▶ [Extrait]

Claude Vaillancourt est écrivain et musicien, mais il est aussi président d’ATTAC-Québec, un groupe qui lutte pour la taxation des transactions financières. C’est un artiste engagé. 

Ce sens de l’engagement colore son dernier roman, Frères insoumis. Il ne s’agit pourtant pas d’un manifeste, plutôt d’un récit palpitant qui met en scène deux jeunes hommes de Québec, happés sans l’avoir cherché par des luttes collectives.

Pour Adrien et Charles Leblanc, ça commence chez eux, au printemps 1918. Les jeunes Canadiens devaient s’enrôler pour ce qu’on appelait alors la Grande Guerre. Mais au Québec, celle-ci était si impopulaire que les demandes d’exemption pleuvaient, tout comme les entourloupes pour ne pas partir. L’heure était maintenant à l’arrestation des récalcitrants.

En réaction, tant à Montréal, Shawinigan et Québec, ça proteste et manifeste. Les frères Leblanc, tout juste 20 ans, en sont. Mais à Québec, ça vire à l’émeute en cette fin de semaine pascale et quatre civils sont tués. L’armée a gagné.

Pour échapper à la conscription, les frères Leblanc décident donc de fuir.

Ce sera d’abord vers Lowell au Massachusetts, là où les manufactures de textile ont un constant besoin de main-d’œuvre, comme le savent un million de Québécois partis travailler en Nouvelle--Angleterre. Ils y ont même recréé leur Petit Canada.

▶ [Fiches fournies]
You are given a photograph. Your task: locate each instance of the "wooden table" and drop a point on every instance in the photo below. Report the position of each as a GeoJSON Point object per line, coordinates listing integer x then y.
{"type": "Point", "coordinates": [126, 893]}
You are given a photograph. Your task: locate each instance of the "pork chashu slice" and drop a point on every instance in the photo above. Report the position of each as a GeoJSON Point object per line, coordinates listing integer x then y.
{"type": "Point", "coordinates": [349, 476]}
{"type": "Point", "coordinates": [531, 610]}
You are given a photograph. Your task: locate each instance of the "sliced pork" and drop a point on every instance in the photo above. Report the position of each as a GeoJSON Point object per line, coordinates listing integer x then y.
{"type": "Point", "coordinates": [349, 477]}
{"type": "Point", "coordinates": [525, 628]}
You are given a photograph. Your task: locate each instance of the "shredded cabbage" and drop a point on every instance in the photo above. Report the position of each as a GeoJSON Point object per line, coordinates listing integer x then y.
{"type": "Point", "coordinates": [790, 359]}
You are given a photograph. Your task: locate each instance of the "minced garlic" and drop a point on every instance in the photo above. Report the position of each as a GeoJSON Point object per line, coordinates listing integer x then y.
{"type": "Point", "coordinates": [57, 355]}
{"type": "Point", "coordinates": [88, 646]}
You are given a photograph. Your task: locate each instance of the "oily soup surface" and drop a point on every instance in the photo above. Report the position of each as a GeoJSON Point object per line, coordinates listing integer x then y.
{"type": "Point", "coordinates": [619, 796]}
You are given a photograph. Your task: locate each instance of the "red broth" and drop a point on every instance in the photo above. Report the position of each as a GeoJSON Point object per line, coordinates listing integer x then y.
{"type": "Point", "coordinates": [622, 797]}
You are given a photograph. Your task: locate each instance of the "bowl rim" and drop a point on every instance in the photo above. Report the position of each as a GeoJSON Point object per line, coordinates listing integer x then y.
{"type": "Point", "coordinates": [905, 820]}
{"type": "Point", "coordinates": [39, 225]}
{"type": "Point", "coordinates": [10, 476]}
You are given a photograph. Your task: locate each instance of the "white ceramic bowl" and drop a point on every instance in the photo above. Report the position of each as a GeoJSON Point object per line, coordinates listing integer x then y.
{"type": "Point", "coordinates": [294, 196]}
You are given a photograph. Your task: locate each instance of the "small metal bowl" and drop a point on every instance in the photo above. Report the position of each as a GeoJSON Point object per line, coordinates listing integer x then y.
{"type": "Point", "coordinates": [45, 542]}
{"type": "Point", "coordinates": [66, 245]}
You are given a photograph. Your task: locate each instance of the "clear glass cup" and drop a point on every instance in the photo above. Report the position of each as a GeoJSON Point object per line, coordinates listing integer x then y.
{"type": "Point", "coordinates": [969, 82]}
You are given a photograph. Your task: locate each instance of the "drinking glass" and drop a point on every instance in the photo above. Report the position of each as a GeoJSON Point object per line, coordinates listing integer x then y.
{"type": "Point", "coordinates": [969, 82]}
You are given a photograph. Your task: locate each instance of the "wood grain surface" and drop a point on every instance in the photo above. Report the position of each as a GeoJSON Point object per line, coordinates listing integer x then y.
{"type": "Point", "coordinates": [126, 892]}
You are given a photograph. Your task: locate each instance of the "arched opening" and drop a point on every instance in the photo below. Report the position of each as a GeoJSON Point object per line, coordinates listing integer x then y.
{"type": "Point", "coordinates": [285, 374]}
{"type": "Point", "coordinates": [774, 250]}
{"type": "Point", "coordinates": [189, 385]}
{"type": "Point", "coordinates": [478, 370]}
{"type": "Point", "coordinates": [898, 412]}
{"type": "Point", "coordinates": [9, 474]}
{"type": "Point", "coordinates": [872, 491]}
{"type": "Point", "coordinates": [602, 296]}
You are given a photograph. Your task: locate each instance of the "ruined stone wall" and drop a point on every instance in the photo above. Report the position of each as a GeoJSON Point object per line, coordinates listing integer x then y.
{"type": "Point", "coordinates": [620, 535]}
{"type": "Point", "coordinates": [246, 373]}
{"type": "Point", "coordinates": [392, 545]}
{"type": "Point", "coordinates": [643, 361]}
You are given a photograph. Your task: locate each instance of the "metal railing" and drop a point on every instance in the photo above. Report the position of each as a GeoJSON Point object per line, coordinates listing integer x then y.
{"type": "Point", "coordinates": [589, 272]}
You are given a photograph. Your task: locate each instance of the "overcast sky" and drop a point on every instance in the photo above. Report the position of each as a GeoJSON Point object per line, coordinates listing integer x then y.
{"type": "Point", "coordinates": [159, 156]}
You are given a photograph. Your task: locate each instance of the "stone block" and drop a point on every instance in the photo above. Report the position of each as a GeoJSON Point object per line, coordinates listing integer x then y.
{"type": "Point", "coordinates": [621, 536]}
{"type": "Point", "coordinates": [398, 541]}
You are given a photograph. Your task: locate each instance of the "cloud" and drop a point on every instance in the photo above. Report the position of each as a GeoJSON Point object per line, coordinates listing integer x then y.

▶ [Consigne] Recopiez mot pour mot l'extrait entier sur le roman Frères insoumis. Les fiches forment un contenu à part, distinct de l'extrait.

▶ [Réponse écrite]
Claude Vaillancourt est écrivain et musicien, mais il est aussi président d’ATTAC-Québec, un groupe qui lutte pour la taxation des transactions financières. C’est un artiste engagé. 

Ce sens de l’engagement colore son dernier roman, Frères insoumis. Il ne s’agit pourtant pas d’un manifeste, plutôt d’un récit palpitant qui met en scène deux jeunes hommes de Québec, happés sans l’avoir cherché par des luttes collectives.

Pour Adrien et Charles Leblanc, ça commence chez eux, au printemps 1918. Les jeunes Canadiens devaient s’enrôler pour ce qu’on appelait alors la Grande Guerre. Mais au Québec, celle-ci était si impopulaire que les demandes d’exemption pleuvaient, tout comme les entourloupes pour ne pas partir. L’heure était maintenant à l’arrestation des récalcitrants.

En réaction, tant à Montréal, Shawinigan et Québec, ça proteste et manifeste. Les frères Leblanc, tout juste 20 ans, en sont. Mais à Québec, ça vire à l’émeute en cette fin de semaine pascale et quatre civils sont tués. L’armée a gagné.

Pour échapper à la conscription, les frères Leblanc décident donc de fuir.

Ce sera d’abord vers Lowell au Massachusetts, là où les manufactures de textile ont un constant besoin de main-d’œuvre, comme le savent un million de Québécois partis travailler en Nouvelle--Angleterre. Ils y ont même recréé leur Petit Canada.